Collected data:

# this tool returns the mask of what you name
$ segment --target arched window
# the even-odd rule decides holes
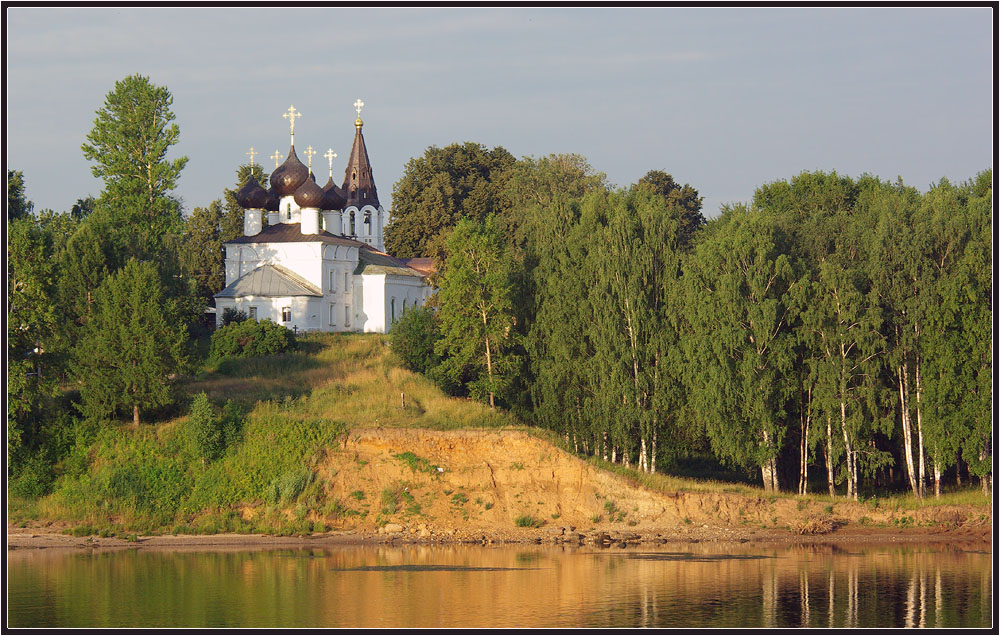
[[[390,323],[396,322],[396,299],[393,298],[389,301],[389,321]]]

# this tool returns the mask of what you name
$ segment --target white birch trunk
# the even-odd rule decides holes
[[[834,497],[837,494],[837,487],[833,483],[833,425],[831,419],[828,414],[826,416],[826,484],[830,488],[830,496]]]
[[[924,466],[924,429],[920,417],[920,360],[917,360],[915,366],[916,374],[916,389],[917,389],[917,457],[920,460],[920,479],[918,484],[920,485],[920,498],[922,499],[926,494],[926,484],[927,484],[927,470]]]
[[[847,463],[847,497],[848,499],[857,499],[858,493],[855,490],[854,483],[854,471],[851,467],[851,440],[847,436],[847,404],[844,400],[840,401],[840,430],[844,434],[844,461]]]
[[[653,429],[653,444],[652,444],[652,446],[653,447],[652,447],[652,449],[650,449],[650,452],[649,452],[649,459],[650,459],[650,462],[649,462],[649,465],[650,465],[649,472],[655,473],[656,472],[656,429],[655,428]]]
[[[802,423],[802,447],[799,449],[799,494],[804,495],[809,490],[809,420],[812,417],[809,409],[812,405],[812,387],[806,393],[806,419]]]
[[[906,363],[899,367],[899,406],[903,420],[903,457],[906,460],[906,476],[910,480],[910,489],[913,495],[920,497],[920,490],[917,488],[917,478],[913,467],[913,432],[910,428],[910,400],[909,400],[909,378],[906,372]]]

WHAT THE EXERCISE ASKS: Write the records above out again exactly, but not the pictures.

OUTPUT FOR THIS EXERCISE:
# this tool returns the mask of what you name
$ segment --target arched window
# the even-odd rule decides holes
[[[390,323],[396,322],[396,299],[393,298],[389,301],[389,321]]]

# this tool returns the mask of what you name
$ segment --target white birch trunk
# the even-odd rule decides holes
[[[834,497],[837,494],[837,487],[833,483],[833,425],[831,419],[828,414],[826,416],[826,484],[830,488],[830,496]]]
[[[924,466],[924,429],[920,417],[920,360],[917,360],[915,366],[916,374],[916,389],[917,389],[917,457],[920,460],[920,479],[918,484],[920,485],[920,498],[922,499],[926,494],[926,484],[927,484],[927,470]]]
[[[847,463],[847,497],[848,499],[857,499],[858,493],[855,490],[854,483],[854,471],[851,467],[851,440],[847,436],[847,404],[844,400],[840,401],[840,430],[844,434],[844,461]]]
[[[653,429],[653,444],[652,444],[652,446],[653,447],[652,447],[652,449],[650,449],[650,452],[649,452],[649,459],[650,459],[650,462],[649,462],[649,465],[650,465],[649,472],[655,473],[656,472],[656,429],[655,428]]]
[[[802,423],[802,447],[799,449],[799,494],[804,495],[809,490],[809,420],[812,417],[809,409],[812,405],[812,387],[806,393],[806,419]]]
[[[906,363],[899,367],[899,406],[903,420],[903,457],[906,460],[906,476],[910,480],[910,489],[913,495],[920,497],[920,490],[917,488],[917,478],[913,467],[913,432],[910,428],[910,400],[909,400],[909,378],[906,372]]]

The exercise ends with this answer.